§ **TEXTO DE ORIGEM**
========================

Folha – O sr. viaja ao Brasil para divulgar o livro “Um Estado, Dois Estados”. Qual é a tese da obra?
Benny Morris – O livro é um ensaio político sobre dois movimentos nacionais, o palestino e o sionista, e suas aspirações quanto a um Estado. Escrevo sobre como os eventos históricos os impactaram.

Quais eventos?
O movimento sionista, no fim do século 19, queria toda a Palestina para o Estado judaico. Na segunda metade dos anos 1930, alguns acontecimentos históricos influenciaram sua liderança para que aceitasse apenas parte do território. Entre esses eventos está uma revolta palestina, que convenceu sionistas de que havia um sério movimento social palestino e, assim, os judeus não poderiam ter todo o Estado.

Qual foi o desenvolvimento do nacionalismo palestino?
No lado palestino, que amadureceu mais tarde como movimento político, o objetivo inicial também era estabelecer um Estado em toda a Palestina. A diferença é que eles não mudaram, apesar dos desastres de 1948 [o deslocamento populacional pós-guerra de independência de Israel] e de 1967 [a ocupação de Gaza e da Cisjordânia]. O objetivo deles ainda é a totalidade do território.

O sr. é considerado um dos “novos historiadores” israelenses. Por que sua narrativa desvia da história tradicional?
Quando comecei a trabalhar, nos anos 1980, fiz parte da primeira geração de historiadores israelenses a trabalhar com documentos, não com memórias. Nossas teorias foram aceitas e são ensinadas nas universidades. Acertamos especialmente na questão dos refugiados.

========================

§ **TRECHOS DAS LINHAS**
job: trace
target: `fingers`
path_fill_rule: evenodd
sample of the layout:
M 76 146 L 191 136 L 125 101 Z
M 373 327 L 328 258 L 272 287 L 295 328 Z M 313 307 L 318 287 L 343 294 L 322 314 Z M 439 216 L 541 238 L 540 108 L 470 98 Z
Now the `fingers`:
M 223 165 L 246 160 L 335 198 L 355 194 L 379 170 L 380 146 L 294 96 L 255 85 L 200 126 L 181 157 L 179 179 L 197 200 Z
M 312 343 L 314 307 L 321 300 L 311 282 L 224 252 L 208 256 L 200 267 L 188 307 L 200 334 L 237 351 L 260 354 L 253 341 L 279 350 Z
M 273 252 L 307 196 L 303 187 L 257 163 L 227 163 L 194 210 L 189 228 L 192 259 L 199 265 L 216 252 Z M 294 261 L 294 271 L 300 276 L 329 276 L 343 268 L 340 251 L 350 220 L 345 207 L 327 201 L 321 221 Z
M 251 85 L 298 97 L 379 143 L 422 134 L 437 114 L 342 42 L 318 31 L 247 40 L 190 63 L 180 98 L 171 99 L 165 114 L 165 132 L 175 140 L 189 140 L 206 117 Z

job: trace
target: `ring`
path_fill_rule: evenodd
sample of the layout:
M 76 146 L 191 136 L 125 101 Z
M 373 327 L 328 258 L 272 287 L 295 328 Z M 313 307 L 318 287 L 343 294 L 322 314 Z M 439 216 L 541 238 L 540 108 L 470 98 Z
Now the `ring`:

========================

§ **CONJUNTO DE TAREFAS**
A. Segundo a entrevista com Benny Morris, o que o movimento sionista queria no fim do século 19?
B. Dê continuidade à entrevista com Benny Morris a partir da última resposta.

§ **RESULTADOS DO EXERCÍCIO**
A. Queria toda a Palestina para o Estado judaico.

B.
Como?
A narrativa sionista tradicional é a de que os palestinos deixaram suas casas voluntariamente. A palestina, por outro lado, fala de um projeto de expulsões em massa.
Os documentos mostram uma imagem no meio do caminho. Na maior parte das regiões, os palestinos deixaram seus lares por medo de que houvesse ataques de judeus.

Houve limpeza étnica?
Houve expulsões, com uma limpeza étnica parcial. Na [extinta] Iugoslávia houve, porém, uma política deliberada de massacres que não ocorreu aqui. Não foi sistemático. Tanto que o Estado israelense foi criado englobando 160 mil árabes.

Tem sido dito que essa é a última chance para que israelenses e palestinos negociem a paz. O sr. concorda?

É verdade que, quanto mais povoarmos a Cisjordânia, mais difícil vai ser termos paz. Mas não sei se esta é realmente a última chance. Talvez a última chance tenha passado nos anos 1980. Sou pessimista, e acho que os palestinos não estão prontos para dois Estados.

O sr. acha que a comunidade internacional está posicionada contra Israel?
A moralidade da política mudou. Não é mais moralmente aceito ocupar outro povo, e temos ocupado outro povo desde 1967.

Mas o Ocidente oprimiu muito mais do que Israel, no passado.

Eles sentem culpa por seu passado imperialista e acabam projetando em Israel sua própria história.

Apresentação

 Benny Morris se tornou mundialmente conhecido como um dos “novos historiadores”, parte de um grupo de intelectuais israelenses que, utilizando os arquivos do final da década de 1940 disponibilizados pelo governo israelense, permitiu reescrever a história da guerra de 1948-1949 que sedimentou a criação do Estado de Israel e deu origem ao problema dos refugiados palestinos e ao título de seu livro – The Birth of the Palestinian Refugee Problem (1988).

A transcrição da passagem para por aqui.